[Exercise description]: According to the article on Unbabel's translation model, on which language pair did TowerLLM achieve its highest accuracy?

[Supplied passage]:
________________

Unbabel says its new AI model has dethroned OpenAI’s GPT-4 as the tech industry’s best language translator

Jeremy Kahn

June 6, 2024 at 7:00 a.m.·4 min read

Unbabel, a tech company that provides both machine and human-based translation services for businesses, has created a new AI model that it says beats OpenAI’s GPT-4o and other commercially-available AI systems on translation between English and six commonly-spoken European and Asian languages.

Translation has been one of the more attractive business use cases for large language models (LLMs), the kind of AI systems that underpin chatbots like OpenAI’s ChatGPT, Google’s Gemini, and Anthropic’s Claude. And to date, GPT-4o, the latest version of OpenAI's most powerful AI model, has outperformed all competitors when it came to translating languages for which large amounts of digital text exists. (GPT-4’s performance on “low resource languages,” which have far fewer digital documents to train from, has never been as good.)

Unbabel tested its AI model, which it calls TowerLLM, against GPT-4o and the original GPT-4, as well as OpenAI's GPT-3.5 and competing models from Google and the language translation company DeepL. It looked at translation from English to Spanish, French, German, Portugese, Italian, and Korean. In almost every case, TowerLLM narrowly edged out GPT-4o and GPT-4. TowerLLM's highest accuracy came in English-Korean translations, where it beat OpenAI's best models by about 1.5%. On English-German translations, GPT-4 and GPT-4o were a fraction of a percentage point better.

________________

(Collection entries)
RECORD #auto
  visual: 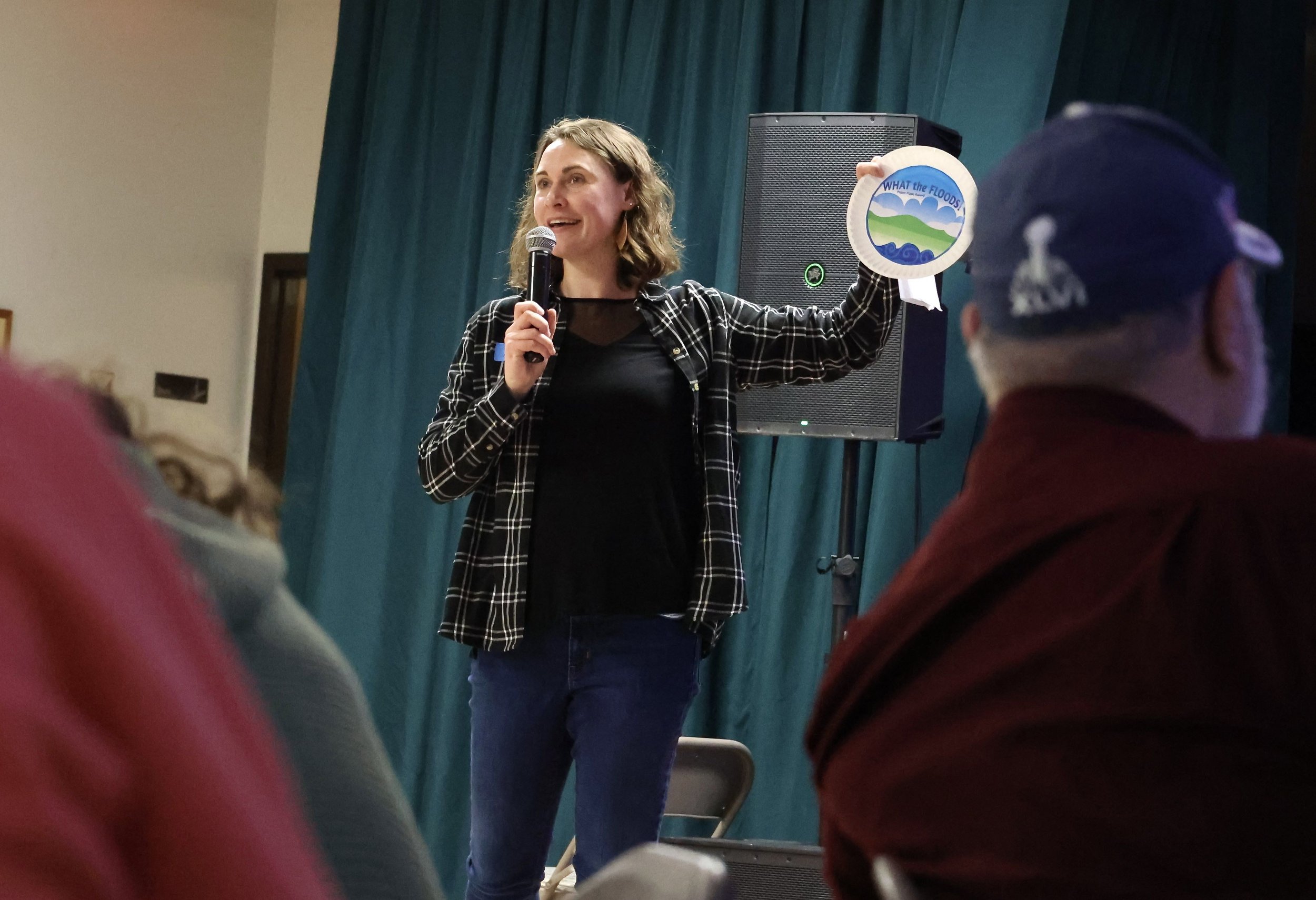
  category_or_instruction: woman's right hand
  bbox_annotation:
[503,300,558,400]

________________

[Result below]: English-Korean, where it beat OpenAI's best models by about 1.5%.